## Texto em estudo
┄┄┄┄┄┄

Em nome das multinacionais

O coletivo “Stop TTIP” reuniu mais de três milhões de assinaturas para exigir a cessação imediata de negociações à Comissão Europeia. Era necessário apenas um milhão.

Uma das várias ações de protesto de que vem sendo alvo o TTIP na Europa decorreu em outubro de 2015, organizada pelo coletivo “Stop TTIP”.

“Num ano, reunimos o triplo das assinaturas necessárias para que seja admissível uma iniciativa de cidadania, segundo os tratados da União, o que demonstra a dimensão da crescente oposição europeia ao TTIP”, afirmou Susan George, membro do comité cidadão da ICE (Iniciativa de Cidadania Europeia).

Todavia, o gabinete de Bruxelas apressou-se a colocar a queixa no cesto dos papéis.

┄┄┄┄┄┄

## Dados de origem

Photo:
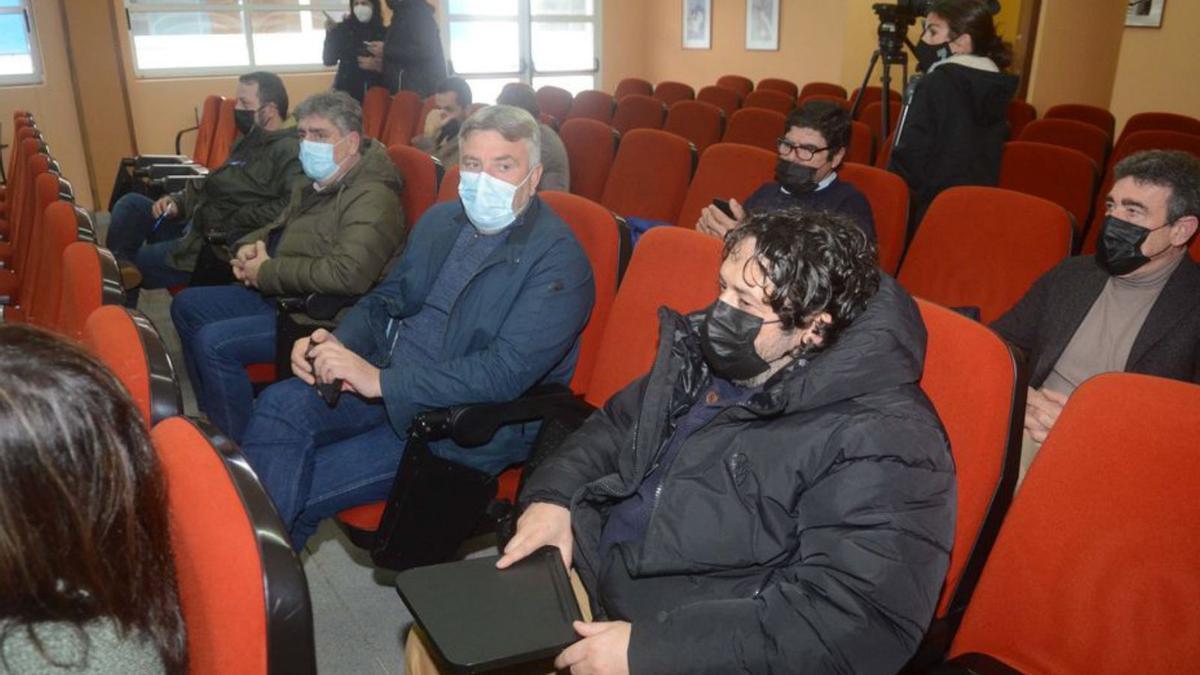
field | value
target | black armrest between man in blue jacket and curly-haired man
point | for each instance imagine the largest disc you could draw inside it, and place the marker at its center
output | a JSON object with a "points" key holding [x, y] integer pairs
{"points": [[472, 426]]}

┄┄┄┄┄┄

Com base no texto em estudo, explique em uma a três frases por que motivo bastava reunir um milhão de assinaturas.

## Resposta escrita
Um milhão de assinaturas era o número exigido pelos tratados da União para que uma iniciativa de cidadania fosse admissível. O coletivo “Stop TTIP” ultrapassou essa exigência ao reunir mais de três milhões de assinaturas.